**TASK OBJECTIVE**
Return each line of the material verbatim.
········
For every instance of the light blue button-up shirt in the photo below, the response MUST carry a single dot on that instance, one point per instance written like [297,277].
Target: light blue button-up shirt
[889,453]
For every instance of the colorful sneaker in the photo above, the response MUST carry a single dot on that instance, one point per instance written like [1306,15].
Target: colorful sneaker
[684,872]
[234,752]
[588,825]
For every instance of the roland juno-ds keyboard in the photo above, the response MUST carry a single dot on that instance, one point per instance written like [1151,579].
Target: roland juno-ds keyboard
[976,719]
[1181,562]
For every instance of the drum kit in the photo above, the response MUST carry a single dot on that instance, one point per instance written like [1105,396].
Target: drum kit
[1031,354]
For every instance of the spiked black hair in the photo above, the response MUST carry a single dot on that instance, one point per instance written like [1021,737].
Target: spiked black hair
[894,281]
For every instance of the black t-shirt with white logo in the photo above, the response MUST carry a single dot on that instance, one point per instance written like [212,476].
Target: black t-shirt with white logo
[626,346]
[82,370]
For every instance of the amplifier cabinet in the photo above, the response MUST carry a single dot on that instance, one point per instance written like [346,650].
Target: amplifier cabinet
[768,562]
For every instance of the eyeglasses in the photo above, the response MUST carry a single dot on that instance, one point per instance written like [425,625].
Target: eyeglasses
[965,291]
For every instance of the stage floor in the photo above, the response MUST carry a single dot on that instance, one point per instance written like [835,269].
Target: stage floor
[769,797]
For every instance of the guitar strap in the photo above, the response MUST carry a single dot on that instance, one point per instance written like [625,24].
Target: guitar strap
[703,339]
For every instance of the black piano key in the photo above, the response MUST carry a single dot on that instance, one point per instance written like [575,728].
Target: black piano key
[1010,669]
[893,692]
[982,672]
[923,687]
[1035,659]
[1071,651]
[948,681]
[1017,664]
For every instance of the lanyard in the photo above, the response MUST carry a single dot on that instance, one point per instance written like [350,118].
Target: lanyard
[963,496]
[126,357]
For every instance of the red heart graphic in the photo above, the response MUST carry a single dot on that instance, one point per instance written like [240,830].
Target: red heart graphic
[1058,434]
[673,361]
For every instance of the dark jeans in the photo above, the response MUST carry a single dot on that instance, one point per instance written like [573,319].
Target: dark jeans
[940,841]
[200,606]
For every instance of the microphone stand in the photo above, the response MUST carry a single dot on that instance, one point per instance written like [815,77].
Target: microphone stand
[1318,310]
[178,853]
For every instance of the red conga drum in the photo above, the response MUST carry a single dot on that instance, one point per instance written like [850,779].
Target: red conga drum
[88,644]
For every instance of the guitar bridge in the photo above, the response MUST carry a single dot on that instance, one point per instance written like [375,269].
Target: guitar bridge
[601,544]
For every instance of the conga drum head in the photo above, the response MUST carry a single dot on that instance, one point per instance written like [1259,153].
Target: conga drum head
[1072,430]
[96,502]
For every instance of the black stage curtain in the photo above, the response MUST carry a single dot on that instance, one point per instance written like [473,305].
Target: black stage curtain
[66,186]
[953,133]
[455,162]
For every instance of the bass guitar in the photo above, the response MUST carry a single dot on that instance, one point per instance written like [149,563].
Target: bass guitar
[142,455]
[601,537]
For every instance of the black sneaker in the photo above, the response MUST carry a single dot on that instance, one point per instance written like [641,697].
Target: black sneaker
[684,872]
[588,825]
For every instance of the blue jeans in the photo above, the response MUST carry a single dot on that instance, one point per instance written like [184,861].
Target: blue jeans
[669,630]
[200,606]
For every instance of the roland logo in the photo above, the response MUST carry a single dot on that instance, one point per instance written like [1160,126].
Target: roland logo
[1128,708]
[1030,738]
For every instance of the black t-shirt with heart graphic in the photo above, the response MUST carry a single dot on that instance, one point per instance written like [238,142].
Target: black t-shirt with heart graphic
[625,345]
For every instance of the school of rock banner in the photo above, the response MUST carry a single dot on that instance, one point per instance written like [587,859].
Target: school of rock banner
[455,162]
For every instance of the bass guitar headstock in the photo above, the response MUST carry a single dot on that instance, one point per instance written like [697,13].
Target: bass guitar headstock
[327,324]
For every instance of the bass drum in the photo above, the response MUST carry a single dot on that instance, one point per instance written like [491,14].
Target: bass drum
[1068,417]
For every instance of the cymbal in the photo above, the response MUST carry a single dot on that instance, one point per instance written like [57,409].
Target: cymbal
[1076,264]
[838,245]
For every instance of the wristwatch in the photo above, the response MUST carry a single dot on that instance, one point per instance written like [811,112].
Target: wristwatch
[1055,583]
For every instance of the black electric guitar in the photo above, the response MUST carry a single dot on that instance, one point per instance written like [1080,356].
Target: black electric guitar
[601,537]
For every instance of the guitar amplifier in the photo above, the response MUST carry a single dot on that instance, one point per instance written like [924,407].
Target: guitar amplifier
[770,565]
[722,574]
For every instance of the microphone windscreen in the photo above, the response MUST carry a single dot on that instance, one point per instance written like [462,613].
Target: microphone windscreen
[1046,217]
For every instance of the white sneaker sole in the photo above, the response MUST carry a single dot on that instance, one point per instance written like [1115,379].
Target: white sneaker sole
········
**ANSWER FOR THE TASK**
For every instance of the light blue button-up shirt in the photo below, the response MUST carry a single dot on that instance, one point per instance written like [297,277].
Target: light blue button-up shirt
[889,453]
For every instance of the colorful sneaker in the photo above, the response MUST carry a single dot on that instance, one point per instance written like [1306,15].
Target: colorful sneaker
[684,872]
[234,752]
[588,825]
For every instance of the roland juno-ds keyboard in the photo above, the response MUST carry a single dot on that instance, one point per instance written like [1151,579].
Target: roland juno-ds keyboard
[976,719]
[1181,562]
For every instance of the drum kit in the photo above, the response MUST carry a single dot on that instance, one point per instance written like [1105,396].
Target: drum kit
[1031,354]
For every instance of the spiked black hair in the photo above, the response MUST carry a single dot on that instance, one point per instance written like [1021,737].
Target: spiked black hair
[894,281]
For every instance of the black t-shirt with white logo in the photo above, the response MUST carry a single dot on that instance, one point per instance written like [212,476].
Target: black t-shirt with white logo
[626,346]
[82,370]
For every instance of the amplifier cabinet in the photo above, the response MUST carry a single dot on that instance, one point per instance written like [346,650].
Target: amplifier cabinet
[768,562]
For every instance of the eyeglasses in the photo above, the response MUST carry a single dot on that instance, one point per instance written like [425,625].
Target: eyeglasses
[965,291]
For every instance of the stage floor in the photo above, the response MUST carry a single dot on that instance, one point per instance written like [835,269].
Target: stage floor
[769,797]
For every instance of the guitar strap in the photo above, the response MUST carry a single dot on that instance, one point per instance written like [625,24].
Target: guitar strap
[703,339]
For every instance of the black piano key in the photo above, the response MUST carry a single dot on that instance, one point per instance written like [575,728].
Target: black piano key
[1010,669]
[893,692]
[982,672]
[923,687]
[1035,659]
[1071,651]
[948,681]
[1017,664]
For every instance of the lanyard in the photo above, the response MUST carry a single dot on that instance, one point per instance written like [350,118].
Target: lanyard
[963,496]
[126,357]
For every instance of the red heart graphic in the photo above, the response MUST carry a single dot on that instance, one point per instance written like [240,830].
Target: red heart graphic
[1058,434]
[673,361]
For every instance of the dark jeans in the photo above, the response MUST carry a single dot on that instance, one point per instance written like [573,319].
Target: dark jeans
[940,841]
[200,606]
For every instance of the microphone stand in the photo above, the response MUST carry a single dot on that instance, one point per instance written like [815,77].
Target: microphone stand
[1318,310]
[178,853]
For every instance of the red conga drum in the photo above, the response MUST carry a single dot on that instance, one point per instance written like [850,779].
Target: red conga drum
[88,644]
For every instance of the guitar bridge in the photo above, the response MUST carry a single dot on that instance, one point per instance written like [375,269].
Target: guitar bridge
[601,544]
For every instance of the conga drum head in the photo above, the response MUST carry a single dot on that instance, one point per instance written like [1259,153].
Target: conga drum head
[1072,430]
[96,502]
For every instance of the black stage curtain in the photo above, the response MUST carry a single dot on that instance, one point per instance written like [473,305].
Target: black stage curtain
[66,186]
[953,133]
[455,162]
For every instance of the bass guitar in the photo above, the response MUST carry a single dot on that instance, one point per instance written like [149,563].
Target: bass guitar
[142,455]
[601,537]
For every instance of the black sneaker in the photo above, the response MUST carry a single dot on that instance, one point per instance written like [641,697].
Target: black sneaker
[684,872]
[588,825]
For every instance of the blue jeans in the photo above, the response MUST carry a single dot on that instance, one point per instance written like [184,861].
Target: blue jeans
[669,630]
[200,606]
For every instance of the roland logo in the photo above, the response MUST carry a single dot on that instance, one point per instance written like [1160,126].
Target: roland logo
[1128,708]
[1030,738]
For every instance of the black t-shirt with heart graphic in the photo above, the response MUST carry a single dot on that instance, one point per instance written like [238,142].
Target: black t-shirt with heart graphic
[625,345]
For every instance of the school of rock banner in the photo above, the response MUST carry a single dot on that instance, one point per instance written like [587,859].
Target: school of rock banner
[455,162]
For every instance of the bass guitar headstock in the photo above, the response MUST carry a single dot on that instance, one point per instance written like [697,13].
Target: bass guitar headstock
[327,324]
For every instance of the bass drum in the photo above, the response MUST carry a single dot on that instance, one point per instance written like [491,14].
Target: bass drum
[1068,417]
For every instance of the cymbal in the photo above, the response MUST carry a single dot on that instance, one point per instance written like [57,409].
Target: cymbal
[1076,264]
[838,245]
For every instance of the wristwatch in the photo above, the response MUST carry a single dot on that instance, one point per instance written like [811,112].
Target: wristwatch
[1055,583]
For every instance of the black electric guitar in the photo above, the response MUST carry a single dot on that instance, one point per instance written like [1080,356].
Target: black electric guitar
[601,537]
For every instance of the guitar amplifier in the photo above, the response MUST carry a single dot on that instance, one point per instance written like [924,407].
Target: guitar amplifier
[770,565]
[722,574]
For every instance of the microphone windscreen in the photo above, the response MUST carry a single dot on that instance, one point per instance written like [462,613].
Target: microphone windscreen
[1046,217]
For every instance of the white sneaker sole in the photo above, the response MUST carry a single dot on that instance, one point per instance written like [1115,379].
Target: white sneaker sole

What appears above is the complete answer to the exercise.